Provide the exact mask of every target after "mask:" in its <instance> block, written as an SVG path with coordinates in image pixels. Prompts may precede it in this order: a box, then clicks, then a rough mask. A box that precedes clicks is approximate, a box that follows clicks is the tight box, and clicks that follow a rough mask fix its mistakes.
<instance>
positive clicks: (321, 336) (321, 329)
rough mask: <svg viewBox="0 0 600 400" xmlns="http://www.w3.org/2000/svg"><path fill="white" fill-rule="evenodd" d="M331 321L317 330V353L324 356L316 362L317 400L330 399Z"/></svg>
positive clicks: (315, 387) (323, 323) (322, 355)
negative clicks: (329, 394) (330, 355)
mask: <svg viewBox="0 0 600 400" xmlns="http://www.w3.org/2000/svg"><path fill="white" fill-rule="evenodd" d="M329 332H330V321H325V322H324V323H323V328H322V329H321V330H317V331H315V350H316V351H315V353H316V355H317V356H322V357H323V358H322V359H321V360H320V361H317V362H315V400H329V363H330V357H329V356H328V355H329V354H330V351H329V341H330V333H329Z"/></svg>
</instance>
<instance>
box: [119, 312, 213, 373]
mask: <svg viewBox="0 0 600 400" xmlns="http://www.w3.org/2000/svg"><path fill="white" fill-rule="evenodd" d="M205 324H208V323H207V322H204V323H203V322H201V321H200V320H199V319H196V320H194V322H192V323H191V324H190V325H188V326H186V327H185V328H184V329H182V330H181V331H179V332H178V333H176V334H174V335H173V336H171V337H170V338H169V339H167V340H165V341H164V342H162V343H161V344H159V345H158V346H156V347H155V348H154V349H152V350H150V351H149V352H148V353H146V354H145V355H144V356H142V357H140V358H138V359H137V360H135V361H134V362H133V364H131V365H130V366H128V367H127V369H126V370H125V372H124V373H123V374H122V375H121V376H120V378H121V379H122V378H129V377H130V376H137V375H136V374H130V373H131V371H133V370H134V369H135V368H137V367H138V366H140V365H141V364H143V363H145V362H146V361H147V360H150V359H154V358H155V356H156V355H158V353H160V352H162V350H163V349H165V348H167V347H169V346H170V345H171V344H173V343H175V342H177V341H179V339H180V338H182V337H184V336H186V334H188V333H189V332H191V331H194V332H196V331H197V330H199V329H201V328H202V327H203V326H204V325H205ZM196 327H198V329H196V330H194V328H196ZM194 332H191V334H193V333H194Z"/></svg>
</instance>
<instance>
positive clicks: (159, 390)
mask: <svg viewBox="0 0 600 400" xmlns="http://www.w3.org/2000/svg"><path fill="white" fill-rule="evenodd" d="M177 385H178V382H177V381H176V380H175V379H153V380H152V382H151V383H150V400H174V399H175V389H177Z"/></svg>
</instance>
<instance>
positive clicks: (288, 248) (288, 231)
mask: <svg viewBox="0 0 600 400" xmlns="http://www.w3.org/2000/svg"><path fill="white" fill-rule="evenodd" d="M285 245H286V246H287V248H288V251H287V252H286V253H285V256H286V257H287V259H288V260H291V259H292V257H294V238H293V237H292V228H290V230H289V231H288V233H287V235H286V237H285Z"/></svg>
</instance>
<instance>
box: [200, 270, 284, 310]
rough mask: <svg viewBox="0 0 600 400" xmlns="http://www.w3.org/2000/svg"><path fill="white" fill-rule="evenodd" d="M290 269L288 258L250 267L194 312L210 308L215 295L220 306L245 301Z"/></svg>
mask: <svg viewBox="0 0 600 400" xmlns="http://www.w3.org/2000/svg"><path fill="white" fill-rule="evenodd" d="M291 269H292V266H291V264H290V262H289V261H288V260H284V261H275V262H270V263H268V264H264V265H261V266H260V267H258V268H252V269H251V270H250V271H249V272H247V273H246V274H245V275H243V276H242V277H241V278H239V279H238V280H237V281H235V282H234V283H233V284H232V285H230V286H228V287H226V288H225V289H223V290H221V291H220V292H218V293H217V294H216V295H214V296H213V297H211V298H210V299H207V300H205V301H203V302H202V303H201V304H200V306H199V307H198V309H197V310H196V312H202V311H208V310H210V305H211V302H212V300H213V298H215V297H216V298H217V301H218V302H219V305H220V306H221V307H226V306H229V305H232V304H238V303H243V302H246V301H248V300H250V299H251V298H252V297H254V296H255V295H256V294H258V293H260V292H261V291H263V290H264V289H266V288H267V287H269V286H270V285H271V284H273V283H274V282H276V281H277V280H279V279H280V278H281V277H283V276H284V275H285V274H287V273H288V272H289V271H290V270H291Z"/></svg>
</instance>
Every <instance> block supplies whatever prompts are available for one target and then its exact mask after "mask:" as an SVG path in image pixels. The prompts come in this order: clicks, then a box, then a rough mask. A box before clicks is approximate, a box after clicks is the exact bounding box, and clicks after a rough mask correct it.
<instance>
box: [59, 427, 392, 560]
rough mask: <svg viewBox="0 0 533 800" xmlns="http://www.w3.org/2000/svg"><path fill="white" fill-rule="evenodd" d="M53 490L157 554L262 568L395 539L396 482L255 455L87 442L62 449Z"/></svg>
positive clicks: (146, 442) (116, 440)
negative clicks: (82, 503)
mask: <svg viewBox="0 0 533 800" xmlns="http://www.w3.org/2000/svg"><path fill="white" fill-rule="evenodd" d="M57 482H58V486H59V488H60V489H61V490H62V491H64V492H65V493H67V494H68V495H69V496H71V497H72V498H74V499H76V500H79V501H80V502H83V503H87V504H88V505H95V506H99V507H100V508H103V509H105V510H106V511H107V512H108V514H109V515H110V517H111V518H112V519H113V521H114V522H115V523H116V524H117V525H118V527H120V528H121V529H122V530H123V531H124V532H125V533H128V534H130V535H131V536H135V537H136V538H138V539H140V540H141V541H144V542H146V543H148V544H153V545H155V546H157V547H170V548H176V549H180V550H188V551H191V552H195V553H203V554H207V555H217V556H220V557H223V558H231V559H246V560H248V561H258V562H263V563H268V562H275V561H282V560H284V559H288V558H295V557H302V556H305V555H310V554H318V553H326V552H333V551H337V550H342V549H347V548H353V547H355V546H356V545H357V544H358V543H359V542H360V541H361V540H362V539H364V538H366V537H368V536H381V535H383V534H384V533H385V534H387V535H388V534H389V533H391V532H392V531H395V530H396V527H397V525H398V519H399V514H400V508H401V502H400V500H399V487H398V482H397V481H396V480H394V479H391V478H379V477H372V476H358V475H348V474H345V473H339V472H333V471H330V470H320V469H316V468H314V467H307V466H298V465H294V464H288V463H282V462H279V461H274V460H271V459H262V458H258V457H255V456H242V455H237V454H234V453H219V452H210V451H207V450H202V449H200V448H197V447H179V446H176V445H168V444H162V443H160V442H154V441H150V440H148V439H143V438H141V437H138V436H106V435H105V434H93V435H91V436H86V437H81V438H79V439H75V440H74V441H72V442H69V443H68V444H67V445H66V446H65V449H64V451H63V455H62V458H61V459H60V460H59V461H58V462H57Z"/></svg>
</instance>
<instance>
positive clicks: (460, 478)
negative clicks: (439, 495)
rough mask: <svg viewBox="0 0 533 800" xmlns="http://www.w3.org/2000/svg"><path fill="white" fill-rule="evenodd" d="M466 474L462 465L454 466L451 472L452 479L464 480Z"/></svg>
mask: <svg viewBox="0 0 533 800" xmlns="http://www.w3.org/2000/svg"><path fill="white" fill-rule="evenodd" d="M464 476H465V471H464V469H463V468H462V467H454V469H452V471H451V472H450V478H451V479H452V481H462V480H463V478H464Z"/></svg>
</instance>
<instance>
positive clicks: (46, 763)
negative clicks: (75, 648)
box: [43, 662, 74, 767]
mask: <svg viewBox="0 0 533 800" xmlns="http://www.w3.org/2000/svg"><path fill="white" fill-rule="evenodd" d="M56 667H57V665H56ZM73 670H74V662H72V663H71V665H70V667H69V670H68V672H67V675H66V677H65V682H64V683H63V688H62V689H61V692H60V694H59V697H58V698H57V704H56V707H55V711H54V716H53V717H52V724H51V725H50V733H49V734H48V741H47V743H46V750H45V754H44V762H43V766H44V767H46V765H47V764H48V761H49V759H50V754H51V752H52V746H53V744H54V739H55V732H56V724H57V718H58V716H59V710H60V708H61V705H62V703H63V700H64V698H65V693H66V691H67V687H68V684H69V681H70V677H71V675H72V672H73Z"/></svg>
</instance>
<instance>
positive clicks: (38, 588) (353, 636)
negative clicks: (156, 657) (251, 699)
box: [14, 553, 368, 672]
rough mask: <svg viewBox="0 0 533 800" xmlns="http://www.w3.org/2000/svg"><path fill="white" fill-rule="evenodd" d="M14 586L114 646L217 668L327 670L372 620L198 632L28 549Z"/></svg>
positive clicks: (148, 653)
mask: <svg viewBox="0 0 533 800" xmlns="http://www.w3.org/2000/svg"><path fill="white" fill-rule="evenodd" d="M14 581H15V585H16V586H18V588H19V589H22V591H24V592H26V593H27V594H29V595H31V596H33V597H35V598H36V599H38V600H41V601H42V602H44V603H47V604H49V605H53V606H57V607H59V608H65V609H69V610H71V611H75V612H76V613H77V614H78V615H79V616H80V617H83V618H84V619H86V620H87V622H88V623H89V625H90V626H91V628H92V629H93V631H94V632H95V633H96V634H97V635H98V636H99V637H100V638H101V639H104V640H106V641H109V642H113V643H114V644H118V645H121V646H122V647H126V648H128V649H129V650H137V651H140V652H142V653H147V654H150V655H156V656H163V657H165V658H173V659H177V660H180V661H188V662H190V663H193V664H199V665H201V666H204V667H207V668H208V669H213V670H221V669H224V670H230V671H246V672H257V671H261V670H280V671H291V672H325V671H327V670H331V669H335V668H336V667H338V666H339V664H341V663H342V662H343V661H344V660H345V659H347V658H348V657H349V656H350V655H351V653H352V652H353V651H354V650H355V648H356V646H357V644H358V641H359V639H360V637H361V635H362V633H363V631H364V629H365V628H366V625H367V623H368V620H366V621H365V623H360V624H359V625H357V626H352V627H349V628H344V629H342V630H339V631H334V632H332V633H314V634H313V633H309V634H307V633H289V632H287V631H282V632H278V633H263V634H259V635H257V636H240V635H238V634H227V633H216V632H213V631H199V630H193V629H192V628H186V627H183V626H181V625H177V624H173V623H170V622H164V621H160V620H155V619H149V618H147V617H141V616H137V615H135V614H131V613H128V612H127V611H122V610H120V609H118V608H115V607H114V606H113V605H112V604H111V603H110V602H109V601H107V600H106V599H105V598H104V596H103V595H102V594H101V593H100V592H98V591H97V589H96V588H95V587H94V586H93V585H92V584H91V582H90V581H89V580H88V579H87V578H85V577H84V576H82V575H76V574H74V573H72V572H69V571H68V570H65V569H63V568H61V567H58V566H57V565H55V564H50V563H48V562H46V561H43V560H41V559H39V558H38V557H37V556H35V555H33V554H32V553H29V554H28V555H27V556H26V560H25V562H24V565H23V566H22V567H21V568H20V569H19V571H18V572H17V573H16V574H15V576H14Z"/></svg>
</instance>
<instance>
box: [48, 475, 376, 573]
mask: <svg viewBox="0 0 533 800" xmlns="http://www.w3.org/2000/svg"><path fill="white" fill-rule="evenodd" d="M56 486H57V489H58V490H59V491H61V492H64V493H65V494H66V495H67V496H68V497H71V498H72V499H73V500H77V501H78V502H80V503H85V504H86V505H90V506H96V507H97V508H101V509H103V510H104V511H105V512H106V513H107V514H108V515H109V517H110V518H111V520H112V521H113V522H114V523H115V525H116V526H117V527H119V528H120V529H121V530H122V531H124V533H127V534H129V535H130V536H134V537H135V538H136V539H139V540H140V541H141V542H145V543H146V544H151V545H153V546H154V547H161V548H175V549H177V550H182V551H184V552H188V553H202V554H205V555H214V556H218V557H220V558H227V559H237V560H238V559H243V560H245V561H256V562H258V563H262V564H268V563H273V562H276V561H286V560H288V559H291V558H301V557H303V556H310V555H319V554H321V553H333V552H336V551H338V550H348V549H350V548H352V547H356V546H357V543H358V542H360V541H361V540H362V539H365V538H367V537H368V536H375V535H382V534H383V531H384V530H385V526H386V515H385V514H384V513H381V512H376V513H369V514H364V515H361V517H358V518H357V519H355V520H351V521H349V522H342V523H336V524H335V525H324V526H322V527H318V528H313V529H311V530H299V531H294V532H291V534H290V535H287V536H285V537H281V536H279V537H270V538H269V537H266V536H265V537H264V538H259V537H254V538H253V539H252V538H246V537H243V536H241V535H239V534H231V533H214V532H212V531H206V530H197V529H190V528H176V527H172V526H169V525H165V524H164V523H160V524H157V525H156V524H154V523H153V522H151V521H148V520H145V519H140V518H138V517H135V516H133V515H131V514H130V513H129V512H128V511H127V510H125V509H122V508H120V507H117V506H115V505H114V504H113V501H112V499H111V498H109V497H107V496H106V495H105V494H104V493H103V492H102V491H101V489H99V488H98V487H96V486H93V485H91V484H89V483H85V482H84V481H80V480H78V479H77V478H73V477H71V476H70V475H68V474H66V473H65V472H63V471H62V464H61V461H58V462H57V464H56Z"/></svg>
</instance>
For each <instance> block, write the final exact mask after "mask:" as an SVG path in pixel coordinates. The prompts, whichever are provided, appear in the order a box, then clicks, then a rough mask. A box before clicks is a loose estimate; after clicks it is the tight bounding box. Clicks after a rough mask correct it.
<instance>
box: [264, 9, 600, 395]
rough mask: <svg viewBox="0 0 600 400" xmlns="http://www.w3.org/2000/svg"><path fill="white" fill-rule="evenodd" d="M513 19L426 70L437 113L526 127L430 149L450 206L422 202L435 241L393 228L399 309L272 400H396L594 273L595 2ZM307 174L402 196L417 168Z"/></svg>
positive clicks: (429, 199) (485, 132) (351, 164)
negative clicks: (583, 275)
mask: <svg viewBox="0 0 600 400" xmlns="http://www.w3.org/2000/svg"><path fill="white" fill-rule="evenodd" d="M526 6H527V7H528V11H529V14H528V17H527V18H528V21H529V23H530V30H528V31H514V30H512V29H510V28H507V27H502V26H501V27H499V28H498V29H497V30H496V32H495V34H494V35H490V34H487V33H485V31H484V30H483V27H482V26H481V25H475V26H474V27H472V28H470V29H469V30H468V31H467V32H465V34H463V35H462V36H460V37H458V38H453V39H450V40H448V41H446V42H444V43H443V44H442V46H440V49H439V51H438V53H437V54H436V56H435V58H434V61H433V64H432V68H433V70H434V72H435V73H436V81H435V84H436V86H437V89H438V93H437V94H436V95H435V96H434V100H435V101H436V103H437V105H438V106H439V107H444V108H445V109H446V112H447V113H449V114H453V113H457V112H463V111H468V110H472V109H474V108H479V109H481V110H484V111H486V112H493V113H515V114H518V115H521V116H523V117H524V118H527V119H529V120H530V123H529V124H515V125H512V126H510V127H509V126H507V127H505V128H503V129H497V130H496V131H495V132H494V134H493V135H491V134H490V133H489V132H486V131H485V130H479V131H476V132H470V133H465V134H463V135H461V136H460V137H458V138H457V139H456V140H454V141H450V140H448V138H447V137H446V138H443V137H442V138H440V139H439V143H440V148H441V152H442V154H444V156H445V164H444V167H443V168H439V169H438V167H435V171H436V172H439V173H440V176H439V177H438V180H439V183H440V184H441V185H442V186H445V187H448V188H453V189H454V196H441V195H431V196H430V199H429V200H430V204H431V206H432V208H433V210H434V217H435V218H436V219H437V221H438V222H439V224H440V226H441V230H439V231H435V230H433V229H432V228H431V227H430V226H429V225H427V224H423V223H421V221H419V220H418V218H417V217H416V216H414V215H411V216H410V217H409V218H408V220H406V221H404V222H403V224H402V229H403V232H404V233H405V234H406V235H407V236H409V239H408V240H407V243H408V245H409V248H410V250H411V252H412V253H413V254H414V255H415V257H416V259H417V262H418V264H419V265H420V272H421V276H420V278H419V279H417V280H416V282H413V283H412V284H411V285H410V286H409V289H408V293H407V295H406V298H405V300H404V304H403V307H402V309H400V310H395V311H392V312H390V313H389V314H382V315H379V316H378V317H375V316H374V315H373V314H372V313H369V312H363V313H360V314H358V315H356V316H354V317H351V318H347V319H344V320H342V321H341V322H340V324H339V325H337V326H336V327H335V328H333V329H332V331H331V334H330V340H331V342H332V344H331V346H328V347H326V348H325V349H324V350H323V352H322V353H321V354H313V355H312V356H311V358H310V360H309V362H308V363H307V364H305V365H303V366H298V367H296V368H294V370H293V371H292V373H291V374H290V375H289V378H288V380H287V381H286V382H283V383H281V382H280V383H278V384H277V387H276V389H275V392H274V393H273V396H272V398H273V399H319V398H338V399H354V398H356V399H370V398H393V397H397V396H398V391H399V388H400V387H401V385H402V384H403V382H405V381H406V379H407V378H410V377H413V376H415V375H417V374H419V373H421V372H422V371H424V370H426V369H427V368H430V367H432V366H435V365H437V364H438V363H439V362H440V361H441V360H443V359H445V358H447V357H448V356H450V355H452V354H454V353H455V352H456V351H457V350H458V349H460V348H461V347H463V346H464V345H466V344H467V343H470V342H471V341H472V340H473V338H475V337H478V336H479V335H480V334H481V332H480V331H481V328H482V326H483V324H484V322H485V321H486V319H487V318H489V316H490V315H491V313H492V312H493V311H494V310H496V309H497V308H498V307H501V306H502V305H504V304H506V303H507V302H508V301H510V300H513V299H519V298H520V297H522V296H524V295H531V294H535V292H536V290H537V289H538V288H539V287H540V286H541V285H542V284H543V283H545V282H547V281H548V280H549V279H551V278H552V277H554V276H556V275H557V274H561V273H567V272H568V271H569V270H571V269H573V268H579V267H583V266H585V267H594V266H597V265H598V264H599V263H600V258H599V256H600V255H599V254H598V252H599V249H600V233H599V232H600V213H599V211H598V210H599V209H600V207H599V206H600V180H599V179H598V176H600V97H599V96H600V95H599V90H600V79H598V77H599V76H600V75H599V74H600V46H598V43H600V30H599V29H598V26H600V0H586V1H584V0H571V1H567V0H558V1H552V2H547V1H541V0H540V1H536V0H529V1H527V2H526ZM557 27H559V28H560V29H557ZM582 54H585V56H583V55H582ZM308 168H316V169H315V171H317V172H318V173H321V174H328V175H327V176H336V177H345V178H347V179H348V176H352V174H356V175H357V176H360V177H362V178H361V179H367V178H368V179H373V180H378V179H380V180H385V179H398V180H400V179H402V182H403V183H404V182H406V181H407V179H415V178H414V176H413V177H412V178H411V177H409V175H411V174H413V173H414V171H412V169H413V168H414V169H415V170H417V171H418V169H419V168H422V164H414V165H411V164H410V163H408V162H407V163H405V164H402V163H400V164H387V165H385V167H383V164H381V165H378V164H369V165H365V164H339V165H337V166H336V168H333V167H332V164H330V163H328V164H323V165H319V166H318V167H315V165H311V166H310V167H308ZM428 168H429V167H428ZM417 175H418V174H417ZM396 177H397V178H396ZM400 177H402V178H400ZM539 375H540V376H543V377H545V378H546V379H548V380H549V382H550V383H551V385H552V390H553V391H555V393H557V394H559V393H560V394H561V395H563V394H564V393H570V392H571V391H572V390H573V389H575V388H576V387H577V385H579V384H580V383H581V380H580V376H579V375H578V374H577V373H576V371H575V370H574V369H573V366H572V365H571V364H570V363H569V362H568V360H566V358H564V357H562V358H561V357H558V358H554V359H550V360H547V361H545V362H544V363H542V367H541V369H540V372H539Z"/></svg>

^^^^

● **EXERCISE AIM**
Up to and including the line with "positive clicks: (315, 387)", reproduce the material above exactly as it appears, starting from its first line.

● **TASK ANSWER**
Provide the exact mask of every target after "mask:" in its <instance> block, written as an SVG path with coordinates in image pixels. Prompts may precede it in this order: a box, then clicks, then a rough mask. A box that precedes clicks is approximate, a box that follows clicks is the tight box, and clicks that follow a rough mask fix its mistakes.
<instance>
positive clicks: (321, 336) (321, 329)
rough mask: <svg viewBox="0 0 600 400" xmlns="http://www.w3.org/2000/svg"><path fill="white" fill-rule="evenodd" d="M331 321L317 330V353L324 356L316 362L317 400L330 399Z"/></svg>
positive clicks: (315, 387) (323, 323) (322, 355)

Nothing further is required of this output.